Prüfen Sie, ob die folgenden Aussagen mit dem unten stehenden Textauszug zum zahnärztlichen Notdienst übereinstimmen: 1. Der Kläger besaß während seiner Notdiensttätigkeit noch eine Kassenzulassung. 2. Die zahnmedizinischen Fachangestellten im Notfalldienstzentrum waren bei der KZV auf Minijobbasis angestellt. 3. Zwischen der KZV und dem Kläger bestand eine schriftliche Vereinbarung. Antworten Sie jeweils mit Ja oder Nein und zitieren Sie die entscheidende Textstelle wörtlich.

## TEXTAUSZUG
# # # # # # #
Der Kläger nahm als Zahnarzt am vertragszahnärztlichen Notfalldienst der Kassenzahnärztlichen Vereinigung Baden-Württemberg (KZV) teil. Der Notdienst wurde auf der Grundlage der Notfalldienstordnung der KZV geleistet. Eine Kassenzulassung besaß der Kläger nicht mehr. Seine Tätigkeit fand in den Jahren 2018 und 2019 meist am Wochenende in einem vom der KZV angemieteten Notfalldienstzentrum statt. Dort waren ein bis zwei zahnmedizinische Fachangestellte tätig, die bei der KZV auf Minijobbasis angestellt waren. Der Kläger wurde nach seinen Wünschen in entsprechende Schichten eingeteilt, die pro Stunde mit 34,00 bis 50,00 Euro vergütet wurden. Eine schriftliche Vereinbarung zwischen der KZV und dem Kläger existierte nicht. Aufgrund von Unstimmigkeiten setzte die KZV den Kläger nicht mehr zum Notdienst ein. Eine Klage des Klägers auf Feststellung eines Arbeitsverhältnisses wurde vom Arbeitsgericht Mannheim und vom Landesarbeitsgericht Baden-Württemberg abgewiesen.
# # # # # # #
## VORLIEGENDE AUFLISTUNG

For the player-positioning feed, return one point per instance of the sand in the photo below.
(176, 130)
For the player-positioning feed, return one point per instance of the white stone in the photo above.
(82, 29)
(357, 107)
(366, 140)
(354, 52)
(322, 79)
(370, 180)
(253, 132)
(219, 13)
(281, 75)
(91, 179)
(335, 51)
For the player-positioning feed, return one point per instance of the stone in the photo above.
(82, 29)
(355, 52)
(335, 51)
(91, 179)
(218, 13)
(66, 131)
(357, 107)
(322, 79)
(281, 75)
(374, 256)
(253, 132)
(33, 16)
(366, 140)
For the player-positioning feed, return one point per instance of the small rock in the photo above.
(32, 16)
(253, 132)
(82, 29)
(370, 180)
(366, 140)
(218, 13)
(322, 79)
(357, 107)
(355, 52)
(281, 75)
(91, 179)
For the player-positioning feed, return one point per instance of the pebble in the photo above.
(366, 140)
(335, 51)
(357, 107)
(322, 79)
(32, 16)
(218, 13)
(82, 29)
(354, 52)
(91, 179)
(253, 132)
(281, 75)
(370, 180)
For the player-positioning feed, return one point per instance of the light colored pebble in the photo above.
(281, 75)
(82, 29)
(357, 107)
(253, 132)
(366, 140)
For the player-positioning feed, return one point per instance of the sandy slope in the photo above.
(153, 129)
# # # # # # #
## LÖSUNG
1. Nein: „Eine Kassenzulassung besaß der Kläger nicht mehr.“
2. Ja: „die bei der KZV auf Minijobbasis angestellt waren“
3. Nein: „Eine schriftliche Vereinbarung zwischen der KZV und dem Kläger existierte nicht.“